The mean, variance and standard deviation of a binomial random are variable (can be derived mathematically):

\mu=np

\sigma^2=np(1-p) and thus:

\sigma=\sqrt{np(1-p)}

Continuous random variables

(Keller 8)

Unlike a discrete random variable, a continuous random variable is one that assumes an uncountable number of values. We cannot list the possible values because there is an infinite number of them. Because there is an infinite number of values, the probability of each individual value is 0. So, the probability that a man has a height of exactly 180 cm is:

P(X=180)=\lim_{\epsilon\to0}[P(180+\epsilon)-P(180-\epsilon)]=0

Pobability density functions

{Keller 8)

A function f(x) is called a probability density function (over the range a\leq{x}\leq{b}) if it meets the following requirements:

f(x)\geq{0} for all x\in[a,b]

The total area between curve and X-axis is:

\int \limits_{a}^{b} f(x)dx=1

For the interval [a, b] we may also take (-\infty, \infty), as is the case in e.g. the normal distribution.

The normal density function

(Keller 8)

The normal distribution is the most important of all probability distributions. The probability density function p(x) of a normal random variable X is given by:

p(x)=\frac{1}{\sigma\sqrt{2\pi}}e^{-\frac{1}{2}(\frac{(x-\mu}{\sigma})^2}} for (-\infty\leq {x}\leq\infty)

The graph is bell-shaped and symmetrical around the mean \mu. This density function is also denoted by N(\mu,\sigma) or N(\mu, \sigma^2).
========================================================================
Task list:
**a)** Write out the probability notes from "For the interval" to "or N(\mu, \sigma^2).".
**b)** In the probability notes, what does the graph of the normal density function look like?
**c)** Pick up the probability notes after their final sentence and keep writing them.
The entries that come next have no connection to the probability notes.
========================================================================
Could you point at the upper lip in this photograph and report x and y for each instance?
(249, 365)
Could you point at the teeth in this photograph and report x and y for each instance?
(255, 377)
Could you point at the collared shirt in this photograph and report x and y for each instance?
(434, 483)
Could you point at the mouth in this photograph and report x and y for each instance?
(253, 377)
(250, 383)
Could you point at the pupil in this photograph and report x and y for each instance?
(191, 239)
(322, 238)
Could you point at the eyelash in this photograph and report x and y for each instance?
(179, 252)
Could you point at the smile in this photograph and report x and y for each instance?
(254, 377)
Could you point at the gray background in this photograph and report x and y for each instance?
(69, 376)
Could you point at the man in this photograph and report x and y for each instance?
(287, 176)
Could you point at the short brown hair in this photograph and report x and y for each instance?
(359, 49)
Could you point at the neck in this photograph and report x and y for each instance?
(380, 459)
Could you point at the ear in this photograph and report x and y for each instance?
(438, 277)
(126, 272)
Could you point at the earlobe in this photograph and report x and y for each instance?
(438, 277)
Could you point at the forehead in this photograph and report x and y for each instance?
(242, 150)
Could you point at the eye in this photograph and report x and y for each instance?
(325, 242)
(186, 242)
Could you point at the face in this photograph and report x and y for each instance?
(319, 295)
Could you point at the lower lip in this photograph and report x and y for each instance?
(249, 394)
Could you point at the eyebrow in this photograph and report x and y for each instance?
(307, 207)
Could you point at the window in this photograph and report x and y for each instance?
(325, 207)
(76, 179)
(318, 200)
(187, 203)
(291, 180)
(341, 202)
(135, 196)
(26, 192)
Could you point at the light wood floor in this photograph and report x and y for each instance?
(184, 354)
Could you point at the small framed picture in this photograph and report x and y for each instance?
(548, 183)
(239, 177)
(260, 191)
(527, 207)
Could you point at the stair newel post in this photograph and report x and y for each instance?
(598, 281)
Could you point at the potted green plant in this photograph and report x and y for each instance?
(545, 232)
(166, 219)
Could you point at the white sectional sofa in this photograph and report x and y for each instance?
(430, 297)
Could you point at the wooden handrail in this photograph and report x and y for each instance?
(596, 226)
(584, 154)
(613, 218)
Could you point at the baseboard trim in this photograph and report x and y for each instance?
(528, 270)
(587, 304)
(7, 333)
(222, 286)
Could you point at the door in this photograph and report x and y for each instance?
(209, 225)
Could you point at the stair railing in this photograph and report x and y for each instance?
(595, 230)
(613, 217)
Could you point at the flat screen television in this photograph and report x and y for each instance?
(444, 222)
========================================================================
Task-by-task results:
**a)**
For the interval [a, b] we may also take (-\infty, \infty), as is the case in e.g. the normal distribution.

The normal density function

(Keller 8)

The normal distribution is the most important of all probability distributions. The probability density function p(x) of a normal random variable X is given by:

p(x)=\frac{1}{\sigma\sqrt{2\pi}}e^{-\frac{1}{2}(\frac{(x-\mu}{\sigma})^2}} for (-\infty\leq {x}\leq\infty)

The graph is bell-shaped and symmetrical around the mean \mu. This density function is also denoted by N(\mu,\sigma) or N(\mu, \sigma^2).

**b)** It is bell-shaped and symmetrical around the mean μ.

**c)**
The normal distribution function is defined by:

F(x)=\int \limits_{-\infty}^{x}\frac{1}{\sigma\sqrt{2\pi}}e^{-\frac{1}{2}(\frac{(t-\mu}{\sigma})^2}}dt

Therefore, the probability P(X<a) equals F(a).

This infinite integral cannot be computed analytically (pen and paper), therefore we need a table or a computer can do the job.

Standard normal distribution

(Keller 8)

A normal density function with mean \mu=0 and standard deviation \sigma=1 is called the standard normal density.

p(x)=\frac{1}{1\sqrt{2\pi}}e^{-\frac{1}{2}(\frac{(x-0}{1})^2}} for (-\infty\leqx\leq\infty)

Any normal distribution can be converted to a standard normal distribution, see below. The standard normal distribution is also denoted by N(0,1).

Any (normal) variable X can be converted to a new (normal) variable Z:

Z=\frac{X-\mu}{\sigma}

with the following properties:

E(Z)=E(\frac{X-\mu}{\sigma})=\frac{1}{\sigma}E(X)-\frac{1}{\sigma}E(\mu)=\frac{\mu}{\sigma}-\frac{\mu}{\sigma}=0

V(Z)=V(\frac{X-\mu}{\sigma})=\frac{1}{\sigma^2}V(X-\mu)=\frac{1}{\sigma^2}V(X)=\frac{1}{\sigma^2}\sigma^2=1.

Thus, if

X\sim{N(\mu,\sigma^2)}

then

Z\sim{N(0,1)}.

Example
Suppose the demand X is a normally distributed variable with mean \mu=1000 and standard deviation \sigma=100 and we want to compute P(X<1100). Then:

P(X<1100)=

=P(\frac{X-\mu}{\sigma}<\frac{1100-\mu}{\sigma})=

=P(Z<1.00)=0.8413.

The answer can be found in Table 3 of Appendix B9 of Keller, or by Excel.

Other continuous distributions

There are three other continuous distributions which will be used later.

  1. t distribution (also called Student's t distribution)
  2. \chi^2 (ci-squared) distribution)
  3. F distribution

Sampling distributions

(Keller 9)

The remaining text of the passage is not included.